* _記述課題 1_:
下のデータの行のうち、文字列「black」を含む行をすべて抜き出してください。大文字と小文字は区別します。

高効率なリフレクターフィードアレイの解析

「ANALYSIS OF HIGH EFFICIENCY REFLECTOR FEED ARRAY USING A GENERAL-PURPOSE SOFTWARE PACKAGE」[1]に基づいて行われた解析例をご紹介します。アレイ素子の間隔は、動作周波数範囲の上限におけるグレーティングローブ抑制に必要な条件により決定されます。一般には目的の周波数の0.6波長程度とされます。広帯域アレイアンテナの場合、低帯域帯での間隔は1/4波長程度となり、素子の間に強い電磁結合が発生する可能性を示唆します。この結合は素子の整合と放射分布にも著しい影響を及ぼすことが予想され、したがってアレイアンテナの最適化設計では正確なモデリングが必要となります。

大型のフェーズドアレイアンテナの解析では、大部分のアレイ素子に「無限アレイ」近似を適用することができます。また、アレイの周囲にパッシブな「ガード」素子を適用することで、ある程度までエッジ効果の削減が可能です。しかし、パラボラリフレクターアンテナのFPAフィードのような中規模のアンテナにおいては、上記の方法はそれほど有効ではありません。対称条件を適用すれば問題を小さくすることはできますが、それでもアレイ全体の1/4や1/6について完全な電磁界解析を行う必要があります。

次世代の電波望遠鏡と目される、数百単位の双極性素子で構成されるようなFPA(focal-plane array)の解析が視野にありますが、ここではまず、それほど素子数の多くないアレイを考えます。素子数19のFPAについてCST MW STUDIO(CST MWS)でシミュレーションを行い、最適化を図ります。最終的には、ここで用いられたアプローチを上記の広帯域電波望遠鏡FPAの設計に実際に適用するのを目標とします。

* _提供データ_:
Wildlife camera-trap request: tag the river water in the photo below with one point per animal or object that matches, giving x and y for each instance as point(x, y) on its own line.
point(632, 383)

* * *

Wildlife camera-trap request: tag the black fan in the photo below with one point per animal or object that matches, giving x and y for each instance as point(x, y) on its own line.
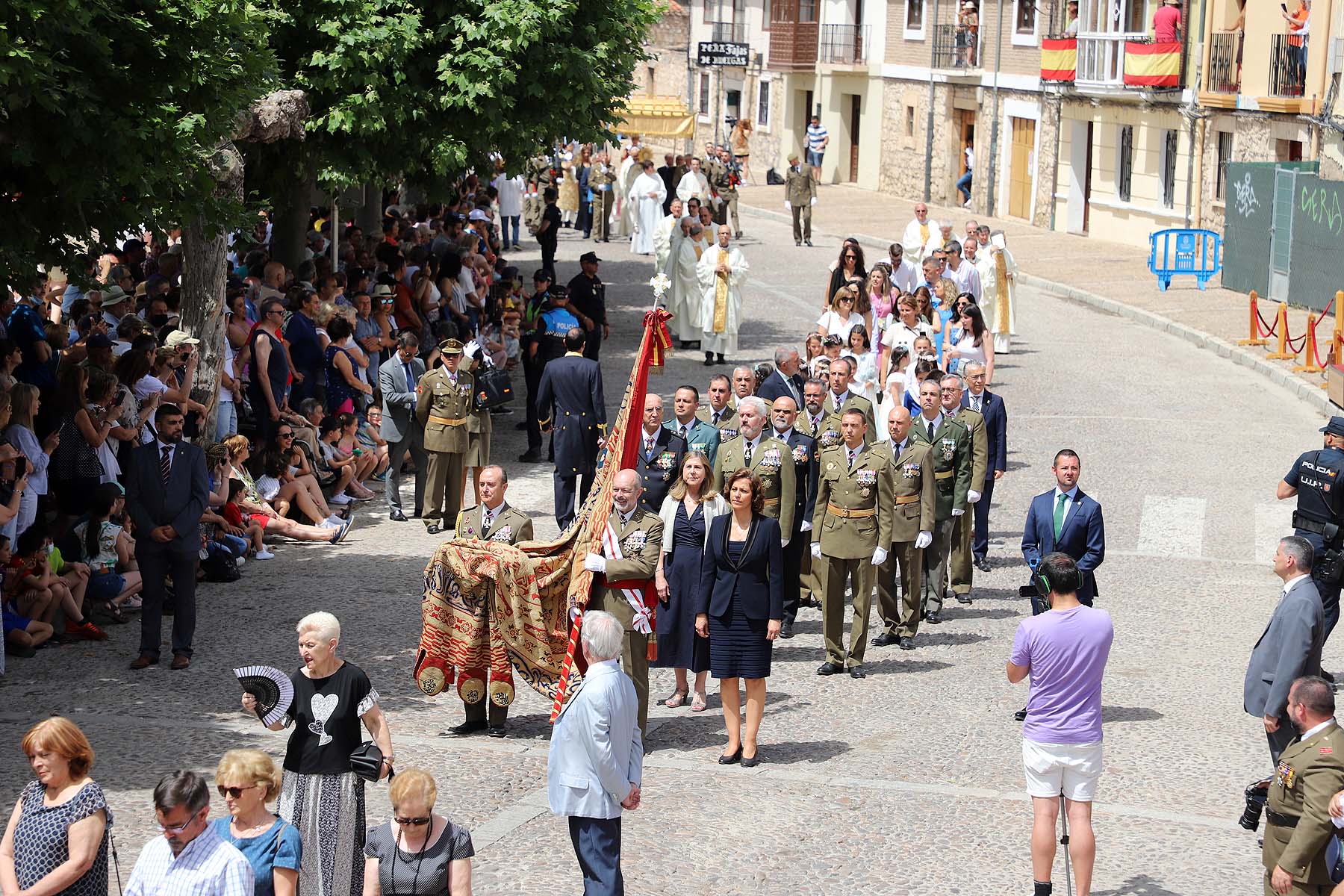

==

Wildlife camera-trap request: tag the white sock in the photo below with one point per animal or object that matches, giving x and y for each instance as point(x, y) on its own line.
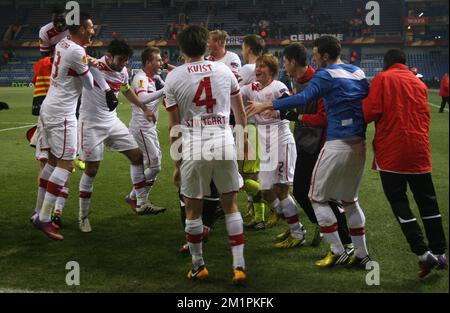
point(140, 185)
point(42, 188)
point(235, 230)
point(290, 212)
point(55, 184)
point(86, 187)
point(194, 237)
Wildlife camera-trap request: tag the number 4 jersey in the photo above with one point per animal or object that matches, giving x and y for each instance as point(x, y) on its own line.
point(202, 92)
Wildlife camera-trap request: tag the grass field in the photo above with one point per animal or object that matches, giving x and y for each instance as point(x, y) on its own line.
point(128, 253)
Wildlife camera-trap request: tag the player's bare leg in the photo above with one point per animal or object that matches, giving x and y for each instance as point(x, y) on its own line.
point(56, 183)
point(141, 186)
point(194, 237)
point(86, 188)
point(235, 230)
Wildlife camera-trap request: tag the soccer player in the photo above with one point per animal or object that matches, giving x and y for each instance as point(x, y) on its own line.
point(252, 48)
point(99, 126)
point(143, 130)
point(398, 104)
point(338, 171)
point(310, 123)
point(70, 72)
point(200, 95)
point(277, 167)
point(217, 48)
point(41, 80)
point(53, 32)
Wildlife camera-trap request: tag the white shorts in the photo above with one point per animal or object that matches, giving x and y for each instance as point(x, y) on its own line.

* _記述課題 2_:
上のアレイアンテナ解析の文章によると、CST MW STUDIOでシミュレーションを行うFPAの素子数はいくつですか。

* _課題の解答 1_:
Wildlife camera-trap request: tag the black fan in the photo below with one point per animal or object that matches, giving x and y for each instance as point(x, y) on its own line.

* _課題の解答 2_:
素子数は19です。